◆ Your objective ◆
Render as a JSON list of strings, one string per line and blank lines omitted, the lines below from the line containing "Could you indicate the sponsor" up to and including the last line.

---------- Listed entries

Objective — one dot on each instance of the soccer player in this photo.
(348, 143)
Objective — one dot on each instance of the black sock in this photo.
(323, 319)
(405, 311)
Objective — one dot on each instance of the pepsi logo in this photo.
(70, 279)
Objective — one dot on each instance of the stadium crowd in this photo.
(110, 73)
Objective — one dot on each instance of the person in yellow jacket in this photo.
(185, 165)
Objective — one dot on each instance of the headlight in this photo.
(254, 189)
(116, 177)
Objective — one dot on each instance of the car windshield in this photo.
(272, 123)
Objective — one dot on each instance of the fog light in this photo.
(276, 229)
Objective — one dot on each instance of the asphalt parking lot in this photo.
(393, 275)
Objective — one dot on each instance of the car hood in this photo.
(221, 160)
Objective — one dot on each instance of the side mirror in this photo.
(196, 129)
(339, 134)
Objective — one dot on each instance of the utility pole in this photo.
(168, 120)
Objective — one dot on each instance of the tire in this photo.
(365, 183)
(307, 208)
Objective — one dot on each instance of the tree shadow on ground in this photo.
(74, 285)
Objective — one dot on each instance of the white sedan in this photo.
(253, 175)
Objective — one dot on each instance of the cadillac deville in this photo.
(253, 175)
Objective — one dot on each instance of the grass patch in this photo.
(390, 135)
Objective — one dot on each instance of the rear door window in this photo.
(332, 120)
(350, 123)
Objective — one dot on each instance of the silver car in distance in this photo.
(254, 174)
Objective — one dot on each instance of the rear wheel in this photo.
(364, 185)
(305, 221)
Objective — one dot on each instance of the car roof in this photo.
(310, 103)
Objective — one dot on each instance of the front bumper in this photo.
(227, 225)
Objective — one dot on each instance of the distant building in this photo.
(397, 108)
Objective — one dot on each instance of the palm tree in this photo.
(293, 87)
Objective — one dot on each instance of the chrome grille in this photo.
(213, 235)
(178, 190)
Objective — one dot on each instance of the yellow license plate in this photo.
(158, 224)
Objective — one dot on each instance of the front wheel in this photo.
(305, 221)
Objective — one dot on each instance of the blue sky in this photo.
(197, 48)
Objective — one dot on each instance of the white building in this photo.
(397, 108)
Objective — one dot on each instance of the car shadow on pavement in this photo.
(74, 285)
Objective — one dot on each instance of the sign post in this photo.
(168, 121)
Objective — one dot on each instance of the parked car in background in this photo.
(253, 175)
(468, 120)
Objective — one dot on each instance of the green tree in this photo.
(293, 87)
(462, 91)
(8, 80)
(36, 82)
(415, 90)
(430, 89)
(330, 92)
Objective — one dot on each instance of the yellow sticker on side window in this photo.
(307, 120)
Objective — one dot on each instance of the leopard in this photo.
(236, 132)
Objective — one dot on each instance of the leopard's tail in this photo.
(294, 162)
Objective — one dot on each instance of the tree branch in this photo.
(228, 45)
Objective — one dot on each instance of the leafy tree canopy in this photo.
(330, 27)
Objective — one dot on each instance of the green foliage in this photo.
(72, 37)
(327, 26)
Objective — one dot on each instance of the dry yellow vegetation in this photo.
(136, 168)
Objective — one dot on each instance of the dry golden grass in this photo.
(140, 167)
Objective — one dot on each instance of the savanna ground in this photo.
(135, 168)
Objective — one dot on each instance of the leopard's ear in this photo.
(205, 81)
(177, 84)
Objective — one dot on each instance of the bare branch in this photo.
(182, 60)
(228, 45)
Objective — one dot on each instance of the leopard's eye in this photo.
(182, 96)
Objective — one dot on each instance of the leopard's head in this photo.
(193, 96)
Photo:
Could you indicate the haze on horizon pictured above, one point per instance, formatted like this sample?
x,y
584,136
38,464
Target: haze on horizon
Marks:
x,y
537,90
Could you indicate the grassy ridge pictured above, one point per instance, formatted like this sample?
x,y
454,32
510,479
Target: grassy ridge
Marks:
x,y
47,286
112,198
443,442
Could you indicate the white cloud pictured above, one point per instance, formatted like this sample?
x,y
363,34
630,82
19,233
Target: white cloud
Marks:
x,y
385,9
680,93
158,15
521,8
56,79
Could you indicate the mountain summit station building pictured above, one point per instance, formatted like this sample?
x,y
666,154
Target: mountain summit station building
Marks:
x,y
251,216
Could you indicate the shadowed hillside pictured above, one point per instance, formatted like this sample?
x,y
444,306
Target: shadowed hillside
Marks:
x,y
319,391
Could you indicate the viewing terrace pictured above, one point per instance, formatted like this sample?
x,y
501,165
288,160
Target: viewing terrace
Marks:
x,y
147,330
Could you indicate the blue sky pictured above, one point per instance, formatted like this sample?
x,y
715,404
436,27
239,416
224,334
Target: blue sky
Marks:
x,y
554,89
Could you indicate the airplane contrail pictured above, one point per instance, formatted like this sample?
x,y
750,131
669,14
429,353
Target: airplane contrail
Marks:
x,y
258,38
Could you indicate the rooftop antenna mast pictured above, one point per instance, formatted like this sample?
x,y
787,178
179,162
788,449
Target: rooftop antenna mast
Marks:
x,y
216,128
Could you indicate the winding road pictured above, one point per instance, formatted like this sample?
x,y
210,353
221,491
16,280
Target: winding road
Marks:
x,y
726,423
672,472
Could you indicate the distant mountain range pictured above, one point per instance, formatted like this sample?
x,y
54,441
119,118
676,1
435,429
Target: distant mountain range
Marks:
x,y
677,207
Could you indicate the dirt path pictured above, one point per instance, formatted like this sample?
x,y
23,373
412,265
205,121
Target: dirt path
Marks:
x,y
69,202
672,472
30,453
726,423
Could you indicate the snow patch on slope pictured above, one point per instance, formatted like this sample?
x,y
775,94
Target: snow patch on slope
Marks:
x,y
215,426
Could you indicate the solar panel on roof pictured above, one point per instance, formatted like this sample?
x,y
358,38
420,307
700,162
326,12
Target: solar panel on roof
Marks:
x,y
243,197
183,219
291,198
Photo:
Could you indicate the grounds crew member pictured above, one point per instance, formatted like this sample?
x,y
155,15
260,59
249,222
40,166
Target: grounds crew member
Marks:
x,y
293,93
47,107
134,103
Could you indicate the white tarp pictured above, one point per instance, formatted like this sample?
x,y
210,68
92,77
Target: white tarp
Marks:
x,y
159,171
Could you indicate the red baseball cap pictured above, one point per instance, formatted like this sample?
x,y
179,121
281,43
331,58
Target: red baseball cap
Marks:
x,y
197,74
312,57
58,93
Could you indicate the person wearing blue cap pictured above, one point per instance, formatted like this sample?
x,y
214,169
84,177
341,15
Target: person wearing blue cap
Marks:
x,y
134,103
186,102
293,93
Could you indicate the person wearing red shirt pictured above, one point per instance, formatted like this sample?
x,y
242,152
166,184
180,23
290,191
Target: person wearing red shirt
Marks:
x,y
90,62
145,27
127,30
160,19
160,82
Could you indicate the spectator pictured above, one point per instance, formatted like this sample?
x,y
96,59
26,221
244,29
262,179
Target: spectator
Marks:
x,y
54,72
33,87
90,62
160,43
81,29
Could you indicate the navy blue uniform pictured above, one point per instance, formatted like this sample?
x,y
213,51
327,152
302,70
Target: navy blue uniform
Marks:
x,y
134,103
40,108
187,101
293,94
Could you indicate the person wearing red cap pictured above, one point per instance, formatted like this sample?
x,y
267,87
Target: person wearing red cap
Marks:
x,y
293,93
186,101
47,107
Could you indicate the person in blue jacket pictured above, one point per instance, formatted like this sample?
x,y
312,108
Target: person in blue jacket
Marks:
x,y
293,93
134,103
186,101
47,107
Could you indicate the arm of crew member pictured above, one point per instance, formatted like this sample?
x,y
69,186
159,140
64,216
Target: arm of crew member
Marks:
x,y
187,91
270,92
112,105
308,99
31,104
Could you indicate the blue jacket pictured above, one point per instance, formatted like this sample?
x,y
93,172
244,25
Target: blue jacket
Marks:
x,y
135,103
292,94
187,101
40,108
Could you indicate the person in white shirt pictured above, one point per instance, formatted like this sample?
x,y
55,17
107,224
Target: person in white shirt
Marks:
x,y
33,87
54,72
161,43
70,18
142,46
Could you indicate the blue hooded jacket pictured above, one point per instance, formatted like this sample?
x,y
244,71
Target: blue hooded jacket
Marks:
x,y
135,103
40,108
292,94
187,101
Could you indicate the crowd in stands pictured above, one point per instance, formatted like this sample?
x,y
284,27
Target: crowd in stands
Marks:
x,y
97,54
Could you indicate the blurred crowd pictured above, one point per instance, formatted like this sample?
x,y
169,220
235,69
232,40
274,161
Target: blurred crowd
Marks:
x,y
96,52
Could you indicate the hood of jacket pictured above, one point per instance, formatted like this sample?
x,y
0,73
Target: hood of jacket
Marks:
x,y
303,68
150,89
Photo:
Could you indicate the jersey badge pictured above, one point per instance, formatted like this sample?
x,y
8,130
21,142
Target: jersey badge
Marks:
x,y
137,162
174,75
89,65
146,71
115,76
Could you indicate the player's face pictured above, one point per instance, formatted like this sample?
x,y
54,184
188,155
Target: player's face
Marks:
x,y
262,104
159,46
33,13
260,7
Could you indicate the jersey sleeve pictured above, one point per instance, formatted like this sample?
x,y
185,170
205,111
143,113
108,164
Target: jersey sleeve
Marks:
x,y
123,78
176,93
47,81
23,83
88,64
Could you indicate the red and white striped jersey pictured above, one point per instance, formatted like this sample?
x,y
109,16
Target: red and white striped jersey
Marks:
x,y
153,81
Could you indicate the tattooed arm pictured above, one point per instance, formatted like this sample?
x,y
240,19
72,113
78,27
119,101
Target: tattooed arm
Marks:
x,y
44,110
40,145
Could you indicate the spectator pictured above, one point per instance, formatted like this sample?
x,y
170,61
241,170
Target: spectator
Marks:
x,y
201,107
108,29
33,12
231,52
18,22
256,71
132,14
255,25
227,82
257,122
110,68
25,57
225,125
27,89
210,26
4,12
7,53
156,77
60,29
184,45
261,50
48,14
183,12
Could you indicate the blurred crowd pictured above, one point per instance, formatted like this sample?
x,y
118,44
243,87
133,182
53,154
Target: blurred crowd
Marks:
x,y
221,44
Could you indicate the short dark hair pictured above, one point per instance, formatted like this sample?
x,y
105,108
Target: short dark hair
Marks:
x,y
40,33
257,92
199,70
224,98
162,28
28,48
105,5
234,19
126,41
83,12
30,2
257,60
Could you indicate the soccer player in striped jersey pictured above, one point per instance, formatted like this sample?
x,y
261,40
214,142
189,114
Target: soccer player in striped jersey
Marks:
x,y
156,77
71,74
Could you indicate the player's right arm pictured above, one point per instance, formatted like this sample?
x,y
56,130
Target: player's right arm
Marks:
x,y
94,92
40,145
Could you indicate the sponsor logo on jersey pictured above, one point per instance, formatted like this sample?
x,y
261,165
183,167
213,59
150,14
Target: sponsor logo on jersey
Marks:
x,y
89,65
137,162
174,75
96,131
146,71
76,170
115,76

--------------------

◆ Problem solution ◆
[
  "Could you indicate the sponsor logo on jersey pictured above, one point per instance, formatted like this sample?",
  "x,y",
  "261,165",
  "183,167",
  "213,59",
  "150,14",
  "Target: sponsor logo on jersey",
  "Marks:",
  "x,y",
  "89,65",
  "137,162",
  "174,75",
  "96,131",
  "146,71",
  "76,170",
  "115,76"
]